[Labeled-object pointing entries]
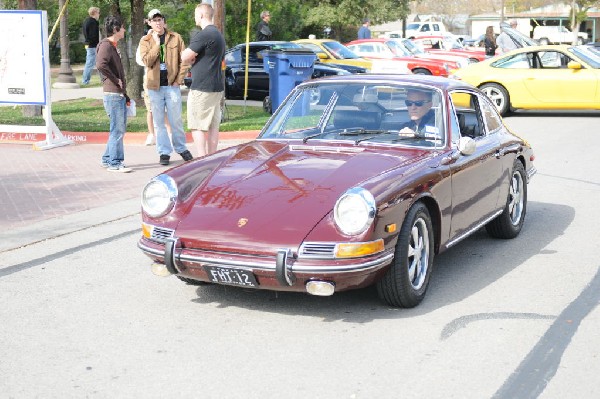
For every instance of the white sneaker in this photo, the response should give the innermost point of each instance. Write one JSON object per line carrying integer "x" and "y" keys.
{"x": 119, "y": 168}
{"x": 150, "y": 139}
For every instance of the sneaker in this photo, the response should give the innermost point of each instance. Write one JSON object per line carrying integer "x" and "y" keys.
{"x": 164, "y": 159}
{"x": 150, "y": 139}
{"x": 186, "y": 155}
{"x": 119, "y": 168}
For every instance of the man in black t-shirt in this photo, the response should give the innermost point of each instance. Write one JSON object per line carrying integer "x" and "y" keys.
{"x": 263, "y": 31}
{"x": 205, "y": 53}
{"x": 91, "y": 34}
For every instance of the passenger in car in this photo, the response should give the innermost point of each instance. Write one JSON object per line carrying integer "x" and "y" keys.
{"x": 422, "y": 117}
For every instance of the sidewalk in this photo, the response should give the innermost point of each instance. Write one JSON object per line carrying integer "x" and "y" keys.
{"x": 23, "y": 136}
{"x": 48, "y": 193}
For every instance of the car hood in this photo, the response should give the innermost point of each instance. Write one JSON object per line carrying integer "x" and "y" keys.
{"x": 271, "y": 194}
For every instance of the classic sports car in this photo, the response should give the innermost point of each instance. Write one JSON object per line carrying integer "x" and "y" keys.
{"x": 363, "y": 188}
{"x": 258, "y": 78}
{"x": 448, "y": 45}
{"x": 390, "y": 49}
{"x": 539, "y": 77}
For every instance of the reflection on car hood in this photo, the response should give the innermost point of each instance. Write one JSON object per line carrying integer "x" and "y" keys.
{"x": 268, "y": 185}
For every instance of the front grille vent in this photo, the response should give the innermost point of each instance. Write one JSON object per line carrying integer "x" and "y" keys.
{"x": 161, "y": 234}
{"x": 317, "y": 250}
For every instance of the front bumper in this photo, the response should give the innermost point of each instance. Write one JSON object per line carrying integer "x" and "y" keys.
{"x": 281, "y": 271}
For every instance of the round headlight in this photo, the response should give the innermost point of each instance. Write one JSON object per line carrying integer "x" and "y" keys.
{"x": 159, "y": 195}
{"x": 354, "y": 211}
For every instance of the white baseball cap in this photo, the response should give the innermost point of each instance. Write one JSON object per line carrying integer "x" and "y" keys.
{"x": 154, "y": 12}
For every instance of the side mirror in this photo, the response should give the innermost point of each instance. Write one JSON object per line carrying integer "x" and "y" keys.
{"x": 466, "y": 145}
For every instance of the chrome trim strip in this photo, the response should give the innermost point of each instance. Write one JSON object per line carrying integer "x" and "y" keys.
{"x": 474, "y": 229}
{"x": 269, "y": 265}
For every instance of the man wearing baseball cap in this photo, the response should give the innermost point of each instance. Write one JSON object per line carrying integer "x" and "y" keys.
{"x": 364, "y": 32}
{"x": 160, "y": 50}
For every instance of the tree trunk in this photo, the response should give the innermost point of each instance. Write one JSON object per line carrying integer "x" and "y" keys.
{"x": 30, "y": 110}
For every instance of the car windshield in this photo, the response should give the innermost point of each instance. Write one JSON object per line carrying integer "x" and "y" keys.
{"x": 520, "y": 39}
{"x": 361, "y": 113}
{"x": 398, "y": 48}
{"x": 339, "y": 50}
{"x": 589, "y": 54}
{"x": 413, "y": 47}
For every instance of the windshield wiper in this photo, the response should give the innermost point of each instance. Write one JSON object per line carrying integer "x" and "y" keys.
{"x": 312, "y": 136}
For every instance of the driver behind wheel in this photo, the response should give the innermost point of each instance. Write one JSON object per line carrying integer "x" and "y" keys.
{"x": 422, "y": 117}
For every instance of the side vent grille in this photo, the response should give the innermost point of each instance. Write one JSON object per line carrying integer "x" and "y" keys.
{"x": 317, "y": 250}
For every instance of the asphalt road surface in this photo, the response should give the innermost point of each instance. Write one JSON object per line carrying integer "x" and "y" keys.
{"x": 82, "y": 316}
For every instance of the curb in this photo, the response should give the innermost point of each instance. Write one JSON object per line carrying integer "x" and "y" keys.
{"x": 102, "y": 137}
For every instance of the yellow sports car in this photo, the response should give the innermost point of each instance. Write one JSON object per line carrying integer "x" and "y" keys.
{"x": 538, "y": 77}
{"x": 331, "y": 51}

● Your task
Return exactly, and only, the line containing "For every instance of the side vent" and every line after it through the end of the material.

● Output for this task
For every instance of the side vent grille in this photo, the response should give the innermost point of each instance. Write one JSON object per line carrying integer "x" and "y" keys.
{"x": 317, "y": 250}
For every instance of the asphalt road surface in this photo, the response should give the innermost point of each instance. Write one JSON object per line carrying integer "x" and "y" keys.
{"x": 82, "y": 316}
For every instance of the curb in this photo, the response should give the innermost point of each instance. Write one JSON object per line carrying integer "x" and "y" keys.
{"x": 102, "y": 137}
For every instance of the yellow sports car in this photo, the response should give the innermost point of each instance. Write one JSON object per line carrying integer "x" and "y" keys.
{"x": 538, "y": 77}
{"x": 331, "y": 51}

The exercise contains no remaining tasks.